■ The task: Report how many lines below contain the word "white", giving the number and no other words.

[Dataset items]

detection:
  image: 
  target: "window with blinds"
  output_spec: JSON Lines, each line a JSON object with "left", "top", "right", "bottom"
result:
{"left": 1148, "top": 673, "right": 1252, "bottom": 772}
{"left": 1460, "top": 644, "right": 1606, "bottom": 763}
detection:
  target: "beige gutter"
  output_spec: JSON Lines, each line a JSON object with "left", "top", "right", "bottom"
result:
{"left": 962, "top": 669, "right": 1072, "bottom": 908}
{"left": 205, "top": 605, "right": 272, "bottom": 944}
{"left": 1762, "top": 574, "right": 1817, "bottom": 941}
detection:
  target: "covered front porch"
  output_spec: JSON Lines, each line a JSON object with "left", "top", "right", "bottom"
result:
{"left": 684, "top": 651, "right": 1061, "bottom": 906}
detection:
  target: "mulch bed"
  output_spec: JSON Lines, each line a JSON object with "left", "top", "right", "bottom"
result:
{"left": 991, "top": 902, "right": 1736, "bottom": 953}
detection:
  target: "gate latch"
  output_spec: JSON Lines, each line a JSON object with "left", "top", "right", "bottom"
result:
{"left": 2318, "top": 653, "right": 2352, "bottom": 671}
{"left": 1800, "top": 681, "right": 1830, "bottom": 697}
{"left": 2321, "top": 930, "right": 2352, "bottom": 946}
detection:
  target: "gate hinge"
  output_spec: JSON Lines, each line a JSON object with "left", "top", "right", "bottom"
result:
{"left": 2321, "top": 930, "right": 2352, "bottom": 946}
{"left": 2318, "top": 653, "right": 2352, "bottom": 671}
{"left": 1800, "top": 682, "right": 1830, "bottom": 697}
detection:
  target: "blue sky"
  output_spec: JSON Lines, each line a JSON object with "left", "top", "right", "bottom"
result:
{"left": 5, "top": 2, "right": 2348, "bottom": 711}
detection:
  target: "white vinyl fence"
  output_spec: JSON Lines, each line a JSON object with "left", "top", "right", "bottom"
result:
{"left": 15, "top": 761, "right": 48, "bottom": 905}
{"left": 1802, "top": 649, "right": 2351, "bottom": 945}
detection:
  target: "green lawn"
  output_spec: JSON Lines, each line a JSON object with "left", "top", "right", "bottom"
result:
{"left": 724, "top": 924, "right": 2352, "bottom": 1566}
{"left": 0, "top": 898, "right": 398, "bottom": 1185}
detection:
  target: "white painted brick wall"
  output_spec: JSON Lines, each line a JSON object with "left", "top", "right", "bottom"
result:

■ Task output: 2